WRITTEN REQUEST:
Please format the lines below as a JSON list of strings, one string per line, and leave out the blank lines.

EXTRACTED ENTRIES:

################

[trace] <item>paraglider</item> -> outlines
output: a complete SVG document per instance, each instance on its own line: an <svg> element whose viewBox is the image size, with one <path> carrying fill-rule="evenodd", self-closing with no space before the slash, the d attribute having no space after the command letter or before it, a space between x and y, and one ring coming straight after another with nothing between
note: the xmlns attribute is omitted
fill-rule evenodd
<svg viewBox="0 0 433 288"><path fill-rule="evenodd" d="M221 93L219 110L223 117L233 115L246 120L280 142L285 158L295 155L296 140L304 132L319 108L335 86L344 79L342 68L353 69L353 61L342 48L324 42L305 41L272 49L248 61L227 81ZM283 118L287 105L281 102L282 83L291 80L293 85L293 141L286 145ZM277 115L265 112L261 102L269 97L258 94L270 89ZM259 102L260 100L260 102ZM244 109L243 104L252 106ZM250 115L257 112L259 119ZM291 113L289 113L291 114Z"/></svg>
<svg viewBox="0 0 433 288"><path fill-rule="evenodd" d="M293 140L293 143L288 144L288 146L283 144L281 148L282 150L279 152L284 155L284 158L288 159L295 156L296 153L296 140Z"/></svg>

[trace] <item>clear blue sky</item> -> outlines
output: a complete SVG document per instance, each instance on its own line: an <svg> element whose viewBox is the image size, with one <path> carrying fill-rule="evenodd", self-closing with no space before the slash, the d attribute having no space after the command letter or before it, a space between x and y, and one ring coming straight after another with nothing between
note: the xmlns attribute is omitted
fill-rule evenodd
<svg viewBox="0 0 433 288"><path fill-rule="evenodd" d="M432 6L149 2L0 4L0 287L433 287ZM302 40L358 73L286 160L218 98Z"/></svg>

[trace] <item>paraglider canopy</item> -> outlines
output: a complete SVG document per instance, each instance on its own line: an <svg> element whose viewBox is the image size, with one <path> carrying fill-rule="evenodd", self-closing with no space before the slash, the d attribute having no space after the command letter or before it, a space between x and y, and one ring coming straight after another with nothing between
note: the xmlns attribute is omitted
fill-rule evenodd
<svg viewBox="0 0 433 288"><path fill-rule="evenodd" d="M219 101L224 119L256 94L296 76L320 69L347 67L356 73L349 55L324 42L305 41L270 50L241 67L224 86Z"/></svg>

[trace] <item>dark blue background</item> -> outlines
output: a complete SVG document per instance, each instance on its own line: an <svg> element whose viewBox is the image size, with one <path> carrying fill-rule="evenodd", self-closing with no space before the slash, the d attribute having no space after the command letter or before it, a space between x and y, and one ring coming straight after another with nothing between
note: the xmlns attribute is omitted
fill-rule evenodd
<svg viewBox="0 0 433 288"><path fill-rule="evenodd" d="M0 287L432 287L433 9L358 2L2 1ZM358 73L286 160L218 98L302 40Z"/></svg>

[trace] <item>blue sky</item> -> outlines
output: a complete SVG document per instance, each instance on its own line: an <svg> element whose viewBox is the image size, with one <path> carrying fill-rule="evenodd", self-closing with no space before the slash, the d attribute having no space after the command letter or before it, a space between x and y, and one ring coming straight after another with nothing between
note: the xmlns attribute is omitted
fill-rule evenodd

################

EXERCISE OUTPUT:
[
  "[trace] <item>paraglider</item> -> outlines",
  "output: a complete SVG document per instance, each instance on its own line: an <svg> element whose viewBox is the image size, with one <path> carrying fill-rule=\"evenodd\", self-closing with no space before the slash, the d attribute having no space after the command letter or before it, a space between x and y, and one ring coming straight after another with nothing between",
  "note: the xmlns attribute is omitted",
  "fill-rule evenodd",
  "<svg viewBox=\"0 0 433 288\"><path fill-rule=\"evenodd\" d=\"M221 93L219 110L223 117L233 115L246 120L280 142L285 158L295 155L296 140L304 132L319 108L335 86L344 79L342 68L353 69L353 61L342 48L324 42L305 41L272 49L248 61L227 81ZM283 118L287 105L281 102L282 83L291 80L293 85L293 141L286 145ZM277 115L265 112L261 102L269 97L258 94L270 89ZM259 102L260 100L260 102ZM244 109L243 104L252 106ZM250 115L257 112L259 119ZM291 113L289 113L291 114Z\"/></svg>",
  "<svg viewBox=\"0 0 433 288\"><path fill-rule=\"evenodd\" d=\"M293 140L293 143L288 144L288 146L283 144L281 148L282 150L279 152L284 155L284 158L288 159L295 156L296 153L296 140Z\"/></svg>",
  "[trace] <item>clear blue sky</item> -> outlines",
  "output: a complete SVG document per instance, each instance on its own line: an <svg> element whose viewBox is the image size, with one <path> carrying fill-rule=\"evenodd\", self-closing with no space before the slash, the d attribute having no space after the command letter or before it, a space between x and y, and one ring coming straight after another with nothing between",
  "note: the xmlns attribute is omitted",
  "fill-rule evenodd",
  "<svg viewBox=\"0 0 433 288\"><path fill-rule=\"evenodd\" d=\"M432 6L149 2L0 4L0 287L433 287ZM302 40L358 73L286 160L218 98Z\"/></svg>",
  "[trace] <item>paraglider canopy</item> -> outlines",
  "output: a complete SVG document per instance, each instance on its own line: an <svg> element whose viewBox is the image size, with one <path> carrying fill-rule=\"evenodd\", self-closing with no space before the slash, the d attribute having no space after the command letter or before it, a space between x and y, and one ring coming straight after another with nothing between",
  "note: the xmlns attribute is omitted",
  "fill-rule evenodd",
  "<svg viewBox=\"0 0 433 288\"><path fill-rule=\"evenodd\" d=\"M219 101L224 119L256 94L296 76L320 69L347 67L356 73L349 55L324 42L305 41L270 50L241 67L224 86Z\"/></svg>",
  "[trace] <item>dark blue background</item> -> outlines",
  "output: a complete SVG document per instance, each instance on its own line: an <svg> element whose viewBox is the image size, with one <path> carrying fill-rule=\"evenodd\", self-closing with no space before the slash, the d attribute having no space after the command letter or before it, a space between x and y, and one ring coming straight after another with nothing between",
  "note: the xmlns attribute is omitted",
  "fill-rule evenodd",
  "<svg viewBox=\"0 0 433 288\"><path fill-rule=\"evenodd\" d=\"M0 287L432 287L433 9L358 2L2 1ZM358 73L286 160L218 98L302 40Z\"/></svg>",
  "[trace] <item>blue sky</item> -> outlines",
  "output: a complete SVG document per instance, each instance on its own line: an <svg> element whose viewBox is the image size, with one <path> carrying fill-rule=\"evenodd\", self-closing with no space before the slash, the d attribute having no space after the command letter or before it, a space between x and y, and one ring coming straight after another with nothing between",
  "note: the xmlns attribute is omitted",
  "fill-rule evenodd"
]